__文本内容__.
DSP时钟以及QP的TICKS

DSP时钟

1） INTOSC1（10MHz） 
内部时钟源1（INTOSC1），此时钟提供给看门狗块模块，内核和CPU定时器2 。 
时钟频率默认为10MHz，可以通过INTOSCnTRIM寄存器修改频率。 
2） INTOSC2（10MHz） 
功能与INTOSC1是一样的。 
3） 外部晶体振荡器 
使用外部晶体振荡器给芯片提供时钟，晶振连接于X1/X2 脚。 
4） 外部时钟源 
如果不使用外部晶振作为时钟源，可以选择这种模式。时钟从外部时钟源的XCLKIN引脚输入生成。 

 

下图可以看出SPI、SCI、I2C使用低速时钟，EPWM、ECAP、EQEP采用系统时钟、ADC采用高速时钟

步进驱动dsp2806

#define DSP28_CLKINDIV   	0

#define DSP28_PLLCR   		10

void InitSysCtrl(void)
{
	DisableDog();

	InitPll(DSP28_PLLCR, DSP28_CLKINDIV);

	InitPeripheralClocks();
}

选择外部20M晶振，

系统时钟SYSCLKOUT = ( OSCCLK x 10) / div = ( 20 x 10 ) / 2 = 100MHz

平车DSP28034

#define DSP28_DIVSEL   2

#define DSP28_PLLCR   12 

void InitSysCtrl(void)

__数据行__.

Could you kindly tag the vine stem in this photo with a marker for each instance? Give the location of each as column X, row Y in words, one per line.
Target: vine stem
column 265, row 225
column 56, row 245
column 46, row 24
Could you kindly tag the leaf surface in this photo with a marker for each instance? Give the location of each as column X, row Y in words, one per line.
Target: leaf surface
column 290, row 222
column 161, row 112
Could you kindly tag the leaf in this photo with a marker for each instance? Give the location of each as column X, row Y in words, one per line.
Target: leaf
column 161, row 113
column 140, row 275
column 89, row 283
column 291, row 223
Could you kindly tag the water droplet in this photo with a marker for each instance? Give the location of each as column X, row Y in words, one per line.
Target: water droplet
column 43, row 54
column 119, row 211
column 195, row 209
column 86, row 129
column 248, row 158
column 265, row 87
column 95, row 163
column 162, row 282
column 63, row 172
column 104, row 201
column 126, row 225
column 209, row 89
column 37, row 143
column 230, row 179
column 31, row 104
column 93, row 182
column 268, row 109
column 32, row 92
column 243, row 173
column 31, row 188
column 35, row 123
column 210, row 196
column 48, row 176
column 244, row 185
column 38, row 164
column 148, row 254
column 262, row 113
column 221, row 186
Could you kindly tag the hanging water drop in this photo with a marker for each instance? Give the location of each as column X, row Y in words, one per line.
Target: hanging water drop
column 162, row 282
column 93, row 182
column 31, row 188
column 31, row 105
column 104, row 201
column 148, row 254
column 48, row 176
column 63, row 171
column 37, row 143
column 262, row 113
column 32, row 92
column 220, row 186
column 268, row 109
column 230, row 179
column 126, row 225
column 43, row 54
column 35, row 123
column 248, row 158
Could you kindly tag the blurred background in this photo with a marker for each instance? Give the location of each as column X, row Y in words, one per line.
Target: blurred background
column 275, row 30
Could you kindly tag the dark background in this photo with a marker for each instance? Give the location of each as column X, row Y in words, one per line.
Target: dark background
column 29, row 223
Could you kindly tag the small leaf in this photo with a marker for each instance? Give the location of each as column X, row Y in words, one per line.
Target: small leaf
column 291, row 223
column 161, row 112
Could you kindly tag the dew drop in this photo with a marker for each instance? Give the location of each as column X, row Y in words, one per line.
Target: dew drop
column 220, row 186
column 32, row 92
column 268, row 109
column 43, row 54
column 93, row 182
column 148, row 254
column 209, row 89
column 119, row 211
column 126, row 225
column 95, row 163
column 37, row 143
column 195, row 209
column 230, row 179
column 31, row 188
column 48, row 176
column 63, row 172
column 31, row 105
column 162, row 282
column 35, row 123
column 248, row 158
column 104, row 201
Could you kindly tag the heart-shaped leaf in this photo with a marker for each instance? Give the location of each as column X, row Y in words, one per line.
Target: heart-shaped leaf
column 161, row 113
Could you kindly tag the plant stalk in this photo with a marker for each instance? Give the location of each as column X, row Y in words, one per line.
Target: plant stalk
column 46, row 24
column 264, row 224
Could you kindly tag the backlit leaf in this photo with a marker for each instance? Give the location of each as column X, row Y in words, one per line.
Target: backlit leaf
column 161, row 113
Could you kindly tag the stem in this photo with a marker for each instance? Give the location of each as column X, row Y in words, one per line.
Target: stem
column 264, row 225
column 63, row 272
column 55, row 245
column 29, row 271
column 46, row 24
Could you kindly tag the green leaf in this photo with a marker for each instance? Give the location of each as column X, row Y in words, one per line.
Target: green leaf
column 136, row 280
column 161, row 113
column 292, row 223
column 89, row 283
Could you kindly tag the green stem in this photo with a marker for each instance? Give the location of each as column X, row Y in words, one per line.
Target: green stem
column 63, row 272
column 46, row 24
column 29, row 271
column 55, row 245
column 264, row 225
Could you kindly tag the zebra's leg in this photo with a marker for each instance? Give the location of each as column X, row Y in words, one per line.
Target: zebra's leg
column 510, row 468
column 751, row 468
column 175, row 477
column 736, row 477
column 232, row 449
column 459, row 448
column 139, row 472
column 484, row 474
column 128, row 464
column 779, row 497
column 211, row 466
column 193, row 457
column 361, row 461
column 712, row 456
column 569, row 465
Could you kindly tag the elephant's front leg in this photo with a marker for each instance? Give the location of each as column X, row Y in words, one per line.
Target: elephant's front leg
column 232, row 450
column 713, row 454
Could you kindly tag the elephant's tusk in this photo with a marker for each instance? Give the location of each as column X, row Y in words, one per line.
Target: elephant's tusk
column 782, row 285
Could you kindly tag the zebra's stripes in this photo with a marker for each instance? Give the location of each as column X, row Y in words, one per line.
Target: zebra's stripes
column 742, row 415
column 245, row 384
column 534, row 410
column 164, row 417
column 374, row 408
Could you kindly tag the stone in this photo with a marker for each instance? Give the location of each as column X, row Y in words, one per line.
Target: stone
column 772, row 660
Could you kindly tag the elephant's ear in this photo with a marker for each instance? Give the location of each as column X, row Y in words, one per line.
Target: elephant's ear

__练习任务__.
• A. 请把关于DSP时钟的文本从含有“时钟频率默认为10MHz，可以通过INTOSCnTRIM寄存器修改频率。”的那句开始，到“的XCLKIN引脚输入生成。”结束，一字不差地抄写出来。
• B. 根据关于DSP时钟的文本，步进驱动dsp2806的系统时钟SYSCLKOUT为什么是100MHz？请用一到三句话说明。

__输出结果__.
• A.
时钟频率默认为10MHz，可以通过INTOSCnTRIM寄存器修改频率。 
2） INTOSC2（10MHz） 
功能与INTOSC1是一样的。 
3） 外部晶体振荡器 
使用外部晶体振荡器给芯片提供时钟，晶振连接于X1/X2 脚。 
4） 外部时钟源 
如果不使用外部晶振作为时钟源，可以选择这种模式。时钟从外部时钟源的XCLKIN引脚输入生成。

• B. 因为这里选择了外部20M晶振作为时钟源。按公式SYSCLKOUT = (OSCCLK x 10) / div，代入得(20 x 10) / 2 = 100MHz。